§ **Task prompt**
In the entries below, spot each line with the word "hair" and copy it.

§ **Stored data entries**

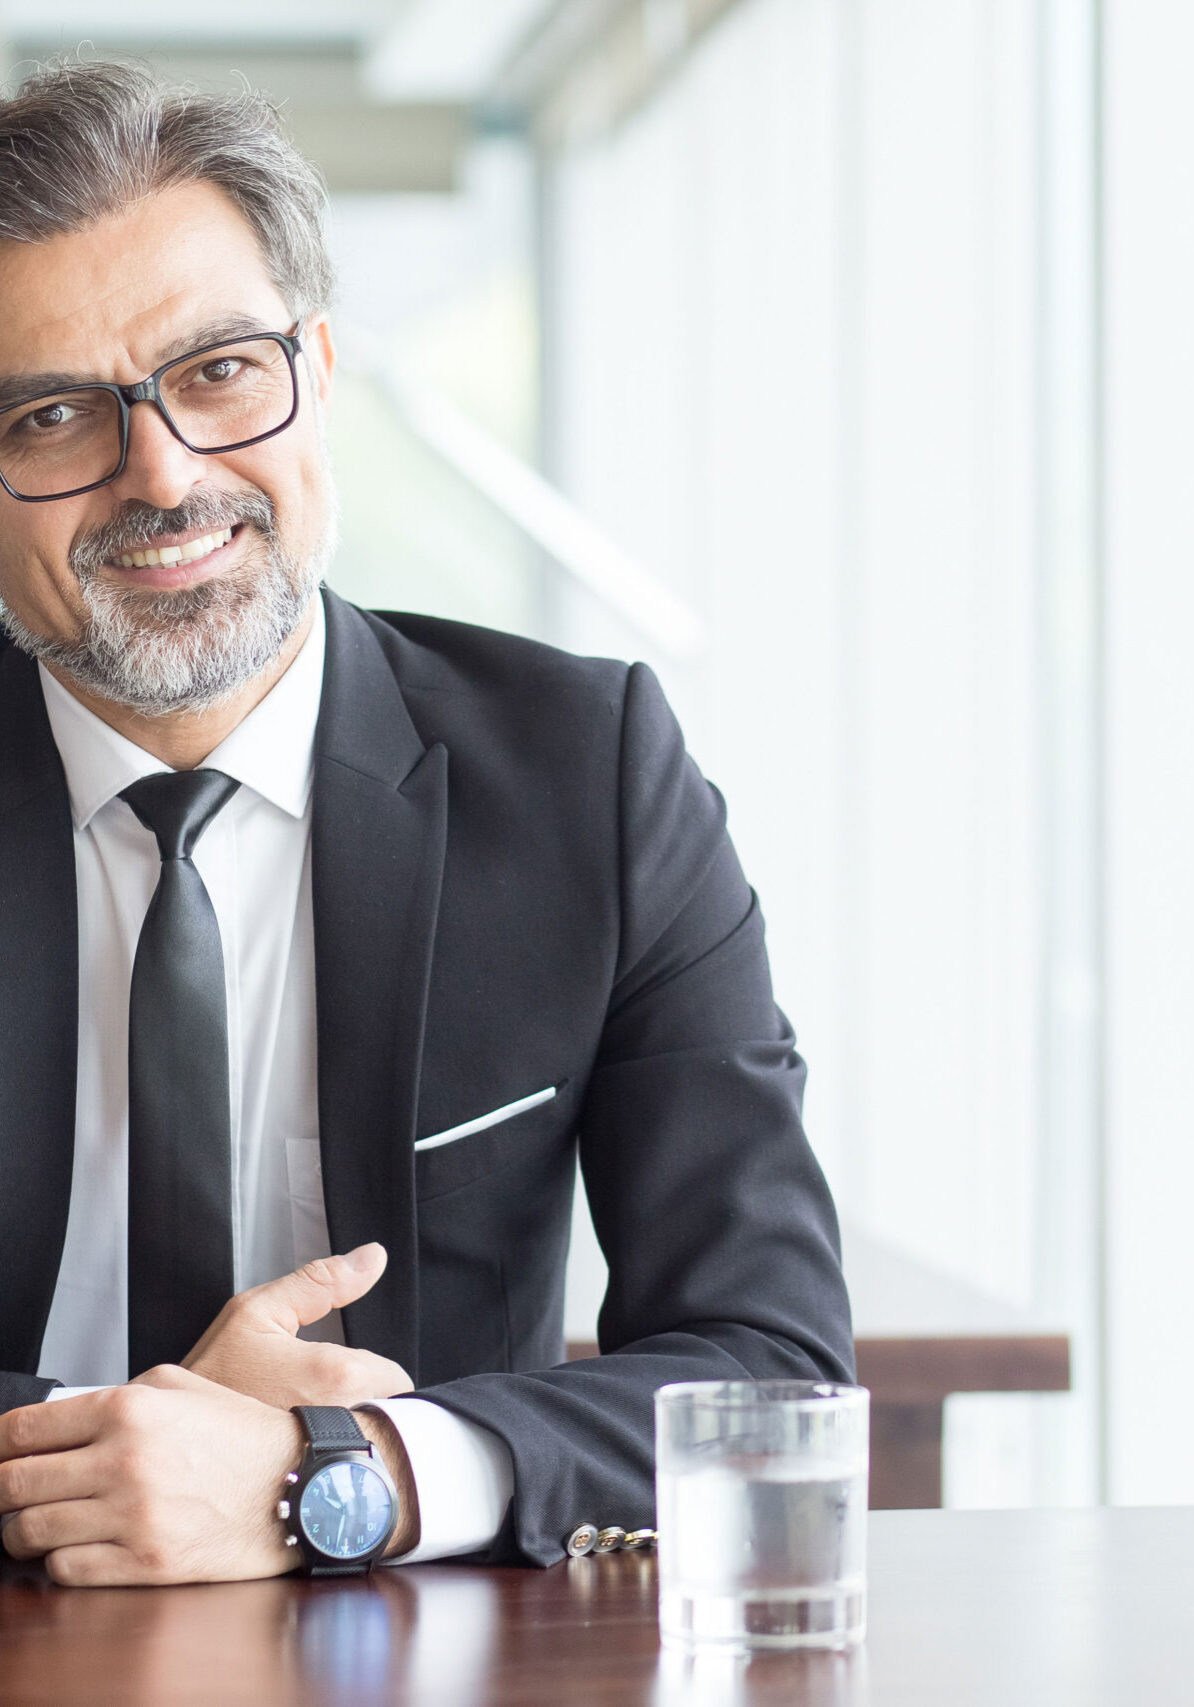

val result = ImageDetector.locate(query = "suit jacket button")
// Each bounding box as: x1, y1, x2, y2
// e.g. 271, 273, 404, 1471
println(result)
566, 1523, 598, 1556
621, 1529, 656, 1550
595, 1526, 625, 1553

==

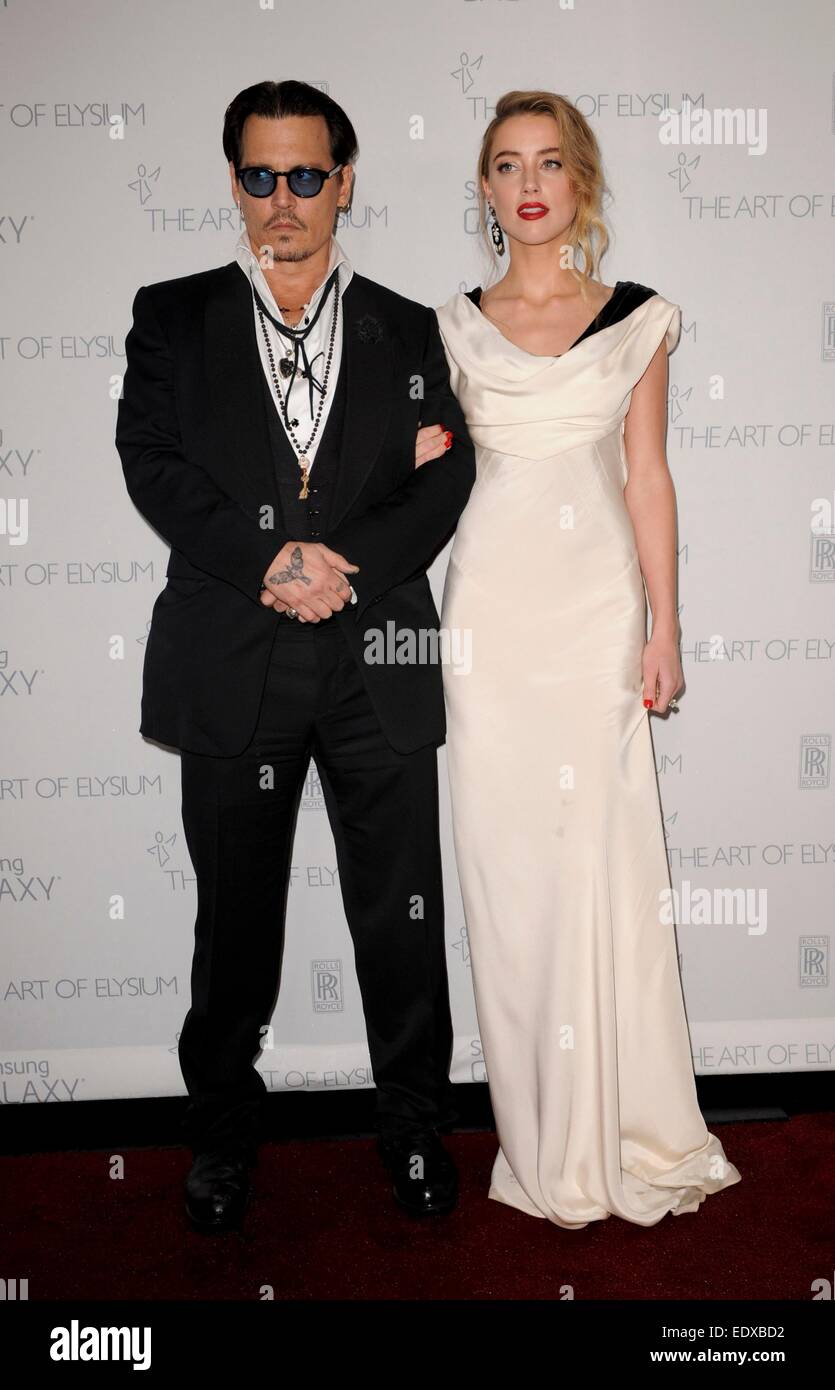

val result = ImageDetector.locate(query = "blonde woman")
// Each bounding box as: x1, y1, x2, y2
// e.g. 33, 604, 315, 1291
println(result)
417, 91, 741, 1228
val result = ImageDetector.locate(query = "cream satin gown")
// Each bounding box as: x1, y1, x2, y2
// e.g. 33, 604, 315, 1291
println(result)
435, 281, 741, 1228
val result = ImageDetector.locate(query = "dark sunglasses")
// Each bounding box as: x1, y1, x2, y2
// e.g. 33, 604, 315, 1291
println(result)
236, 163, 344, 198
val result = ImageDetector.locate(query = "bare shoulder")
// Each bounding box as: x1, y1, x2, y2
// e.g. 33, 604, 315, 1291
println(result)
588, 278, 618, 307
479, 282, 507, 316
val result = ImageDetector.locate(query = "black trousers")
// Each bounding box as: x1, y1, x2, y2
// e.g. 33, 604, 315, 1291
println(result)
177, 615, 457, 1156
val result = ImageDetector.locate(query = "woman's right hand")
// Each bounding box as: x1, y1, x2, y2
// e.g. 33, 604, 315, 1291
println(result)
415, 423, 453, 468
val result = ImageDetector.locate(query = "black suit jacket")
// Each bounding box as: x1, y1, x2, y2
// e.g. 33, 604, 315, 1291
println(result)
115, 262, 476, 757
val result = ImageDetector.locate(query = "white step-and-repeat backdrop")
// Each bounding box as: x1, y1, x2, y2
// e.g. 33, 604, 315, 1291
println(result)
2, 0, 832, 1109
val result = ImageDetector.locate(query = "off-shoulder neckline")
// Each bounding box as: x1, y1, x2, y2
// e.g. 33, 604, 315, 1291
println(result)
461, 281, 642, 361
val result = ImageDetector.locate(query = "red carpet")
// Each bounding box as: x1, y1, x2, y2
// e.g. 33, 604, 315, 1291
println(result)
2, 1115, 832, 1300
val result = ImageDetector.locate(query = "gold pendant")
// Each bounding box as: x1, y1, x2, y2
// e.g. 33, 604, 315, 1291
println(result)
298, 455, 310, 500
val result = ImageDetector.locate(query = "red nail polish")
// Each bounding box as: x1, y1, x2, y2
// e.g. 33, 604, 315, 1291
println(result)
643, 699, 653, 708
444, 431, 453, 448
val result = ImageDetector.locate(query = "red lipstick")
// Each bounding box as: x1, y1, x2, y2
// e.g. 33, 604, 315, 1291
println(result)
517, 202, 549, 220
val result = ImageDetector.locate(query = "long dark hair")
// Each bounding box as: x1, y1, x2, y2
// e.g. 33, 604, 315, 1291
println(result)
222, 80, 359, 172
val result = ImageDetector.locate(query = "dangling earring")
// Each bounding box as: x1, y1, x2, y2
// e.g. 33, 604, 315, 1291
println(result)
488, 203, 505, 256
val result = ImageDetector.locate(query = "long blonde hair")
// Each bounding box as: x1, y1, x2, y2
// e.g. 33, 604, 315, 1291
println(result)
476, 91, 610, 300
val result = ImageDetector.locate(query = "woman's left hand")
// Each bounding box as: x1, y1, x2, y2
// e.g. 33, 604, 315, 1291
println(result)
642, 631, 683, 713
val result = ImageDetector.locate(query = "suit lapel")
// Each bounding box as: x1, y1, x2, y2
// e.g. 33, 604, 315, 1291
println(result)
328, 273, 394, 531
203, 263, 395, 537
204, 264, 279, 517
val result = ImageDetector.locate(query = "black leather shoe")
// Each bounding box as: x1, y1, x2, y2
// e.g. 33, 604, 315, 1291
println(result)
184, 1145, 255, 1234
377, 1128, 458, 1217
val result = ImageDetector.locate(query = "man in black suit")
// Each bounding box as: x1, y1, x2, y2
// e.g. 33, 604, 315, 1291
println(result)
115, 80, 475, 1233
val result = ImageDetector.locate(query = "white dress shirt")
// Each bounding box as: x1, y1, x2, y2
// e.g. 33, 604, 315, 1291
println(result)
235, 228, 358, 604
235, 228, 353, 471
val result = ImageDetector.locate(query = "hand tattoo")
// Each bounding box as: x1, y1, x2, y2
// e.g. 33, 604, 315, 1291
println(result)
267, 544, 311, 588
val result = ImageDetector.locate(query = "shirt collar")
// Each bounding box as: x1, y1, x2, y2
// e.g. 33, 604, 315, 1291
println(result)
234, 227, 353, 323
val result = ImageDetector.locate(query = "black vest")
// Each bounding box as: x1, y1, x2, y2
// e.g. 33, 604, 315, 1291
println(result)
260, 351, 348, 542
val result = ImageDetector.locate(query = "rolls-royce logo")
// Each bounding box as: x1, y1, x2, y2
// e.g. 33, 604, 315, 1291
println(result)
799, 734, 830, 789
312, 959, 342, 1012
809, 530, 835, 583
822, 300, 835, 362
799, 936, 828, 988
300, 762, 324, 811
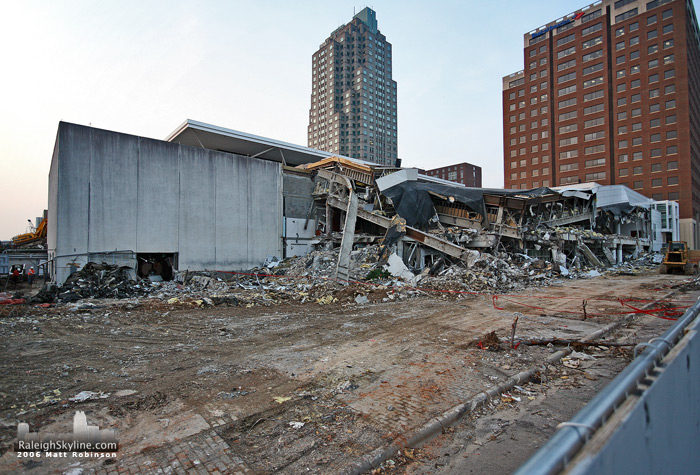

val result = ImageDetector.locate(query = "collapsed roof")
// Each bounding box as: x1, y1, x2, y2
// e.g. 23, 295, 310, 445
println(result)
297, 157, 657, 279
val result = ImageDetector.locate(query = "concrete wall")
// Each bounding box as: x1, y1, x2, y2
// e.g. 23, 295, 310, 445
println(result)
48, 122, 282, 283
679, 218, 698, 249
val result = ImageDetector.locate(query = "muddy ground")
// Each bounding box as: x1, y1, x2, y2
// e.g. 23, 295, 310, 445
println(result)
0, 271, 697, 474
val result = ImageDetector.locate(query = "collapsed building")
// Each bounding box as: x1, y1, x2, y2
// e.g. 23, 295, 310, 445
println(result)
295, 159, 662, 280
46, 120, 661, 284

§ **Solution below**
val result = ImageDetector.locate(query = "long dark hair")
val result = ImageDetector.locate(query = "long blonde hair")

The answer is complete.